- What you should do -
Rewrite the listing below, replacing every "player-positioning feed" with "scene-tagging feed" and keeping everything else unchanged. Omit the pictures from your answer.

Point labels for photos

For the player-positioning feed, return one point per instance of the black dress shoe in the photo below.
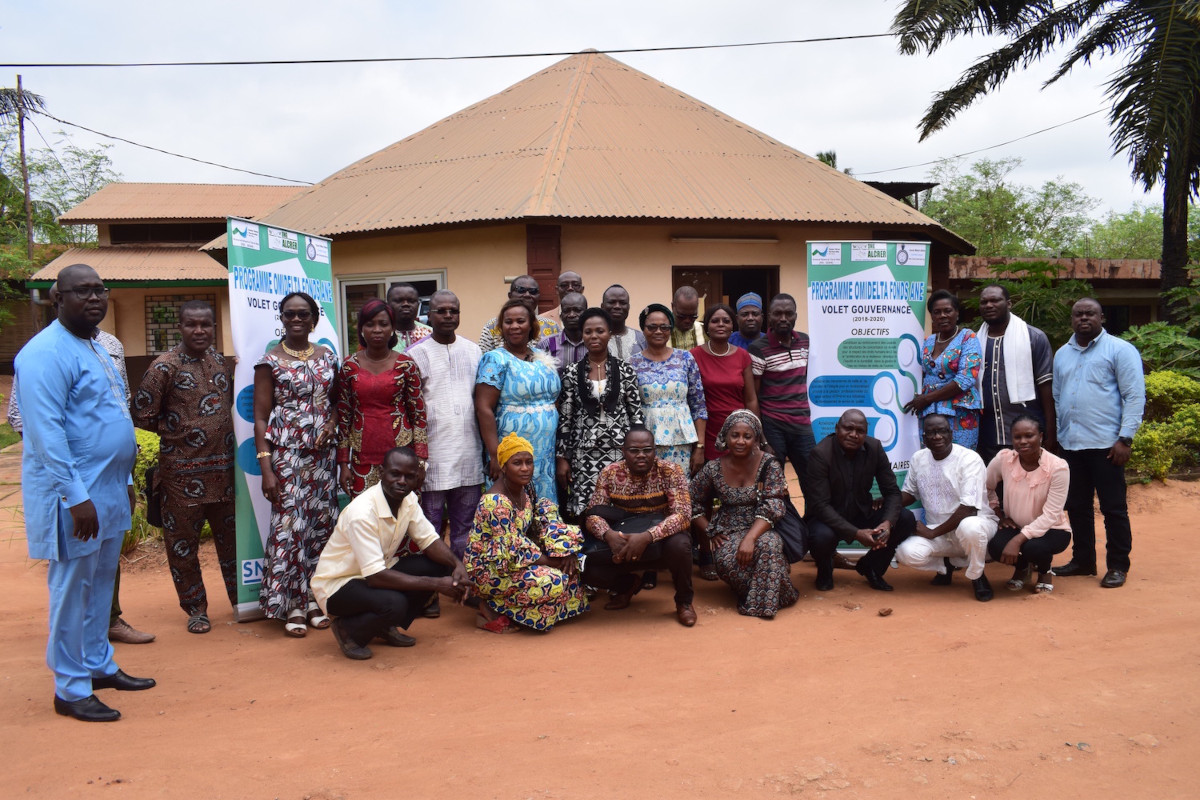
(1113, 579)
(874, 581)
(1069, 570)
(123, 683)
(943, 578)
(393, 637)
(89, 709)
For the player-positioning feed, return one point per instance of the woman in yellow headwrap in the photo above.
(521, 555)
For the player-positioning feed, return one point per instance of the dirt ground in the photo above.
(1086, 691)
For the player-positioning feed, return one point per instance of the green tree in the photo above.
(1155, 90)
(1002, 217)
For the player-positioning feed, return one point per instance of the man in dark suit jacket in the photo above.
(841, 469)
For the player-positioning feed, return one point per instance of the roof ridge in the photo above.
(556, 155)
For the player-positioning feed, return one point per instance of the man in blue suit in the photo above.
(78, 457)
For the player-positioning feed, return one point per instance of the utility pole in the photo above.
(24, 172)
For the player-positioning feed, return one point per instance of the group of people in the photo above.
(564, 456)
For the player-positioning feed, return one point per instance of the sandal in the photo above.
(499, 625)
(316, 617)
(295, 624)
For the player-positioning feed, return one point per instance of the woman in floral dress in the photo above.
(294, 429)
(521, 557)
(745, 491)
(379, 403)
(951, 360)
(600, 400)
(516, 391)
(672, 391)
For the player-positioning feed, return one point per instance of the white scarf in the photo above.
(1018, 360)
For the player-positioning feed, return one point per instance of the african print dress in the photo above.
(307, 510)
(502, 555)
(959, 362)
(527, 405)
(766, 585)
(672, 396)
(377, 413)
(593, 420)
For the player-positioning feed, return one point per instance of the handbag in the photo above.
(790, 527)
(154, 497)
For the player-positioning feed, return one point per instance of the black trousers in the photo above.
(365, 612)
(1093, 475)
(1037, 551)
(823, 543)
(599, 571)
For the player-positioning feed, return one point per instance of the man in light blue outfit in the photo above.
(78, 457)
(1099, 395)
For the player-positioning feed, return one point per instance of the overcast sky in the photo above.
(306, 121)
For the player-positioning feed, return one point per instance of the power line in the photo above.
(70, 65)
(168, 152)
(971, 152)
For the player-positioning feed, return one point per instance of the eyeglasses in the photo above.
(83, 293)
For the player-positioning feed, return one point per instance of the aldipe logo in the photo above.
(282, 240)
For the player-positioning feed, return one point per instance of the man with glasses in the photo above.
(526, 289)
(567, 283)
(77, 489)
(688, 331)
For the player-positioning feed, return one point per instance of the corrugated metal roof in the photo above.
(589, 138)
(138, 264)
(163, 202)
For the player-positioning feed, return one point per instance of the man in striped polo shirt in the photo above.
(780, 364)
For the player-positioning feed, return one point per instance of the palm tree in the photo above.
(1155, 90)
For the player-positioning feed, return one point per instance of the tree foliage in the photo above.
(1155, 89)
(1002, 217)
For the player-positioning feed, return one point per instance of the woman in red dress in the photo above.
(379, 405)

- Full response -
For the scene-tagging feed, return one point per instance of the black dress shoe in the photo below.
(1113, 579)
(874, 581)
(1069, 570)
(123, 683)
(943, 578)
(393, 637)
(89, 709)
For the scene-tagging feed, return one point per instance of the woman in yellow headwrap in the photo above.
(521, 555)
For the scene-tagging feed, return one point per instance of the dirt ground in the photo above.
(1086, 691)
For the scene-tagging feed, return one point per instance of the green tree in the photo above.
(1155, 90)
(1002, 217)
For the scene-tagging feed, return one point per instance of the man in dark suit jacket in the photo above.
(841, 469)
For the scene-tagging feed, return one point per instance of the roof ridge in the photo above.
(556, 155)
For the scene-tagging feed, return one point per instance of the man in blue suit in the photo above.
(78, 457)
For the scene-tagging feed, return one point per instance of the utility pole in the photo above.
(24, 172)
For the scene-tagging feed, return one point per instance of the group of people in the photo above.
(564, 456)
For the scene-tagging feed, return one point per instance of the sandal in the photo above.
(499, 625)
(316, 617)
(295, 624)
For the scene-tagging feed, return one point per instance of the woman in floral dress in the photo above.
(294, 429)
(521, 557)
(745, 491)
(379, 403)
(951, 360)
(600, 400)
(516, 391)
(672, 391)
For the scene-tagging feed, return one point per instance of the white scarf in the photo above.
(1018, 360)
For the scene-tagging feed, return one point per instance of the african print dress in the photo above.
(307, 510)
(502, 555)
(959, 362)
(527, 405)
(766, 585)
(672, 396)
(377, 413)
(593, 420)
For the scene-tagging feed, return one point per instance of the handbag in the photo above.
(790, 527)
(154, 497)
For the scene-tagging feed, return one point per instance of the black trousers in the photo above.
(365, 612)
(1093, 475)
(1037, 551)
(823, 543)
(599, 571)
For the scene-tagging feed, return one point per instance of the man in light blue outfit in the photo above.
(78, 457)
(1099, 395)
For the scene-tagging feed, return one point per instance of the overcast sky in the photo above.
(306, 121)
For the scene-tagging feed, return one point per instance of the power line in the photo above.
(70, 65)
(168, 152)
(971, 152)
For the scene-tagging feed, return one point per instance of the eyeglasses in the photo above.
(83, 293)
For the scene-tagging feed, return one point per instance of the aldipe logo in the photo above.
(282, 240)
For the scene-tagging feed, return one point per instance of the man with glasses in the photo above.
(526, 289)
(567, 283)
(77, 489)
(688, 331)
For the scene-tagging feed, return one point per instance of the corrugated metal roof in the photo above.
(589, 138)
(138, 264)
(163, 202)
For the scene-tagging feed, return one point per instance of the man in striped polo shirt in the photo above.
(780, 364)
For the scene-tagging feed, return one point per instance of the palm tree in the photo above.
(1155, 90)
For the scene-tagging feed, return one point per instance of the tree foliage in the photo above.
(1155, 89)
(1002, 217)
For the scene-tagging feed, return one point per instance of the woman in red dress in the photo above.
(379, 405)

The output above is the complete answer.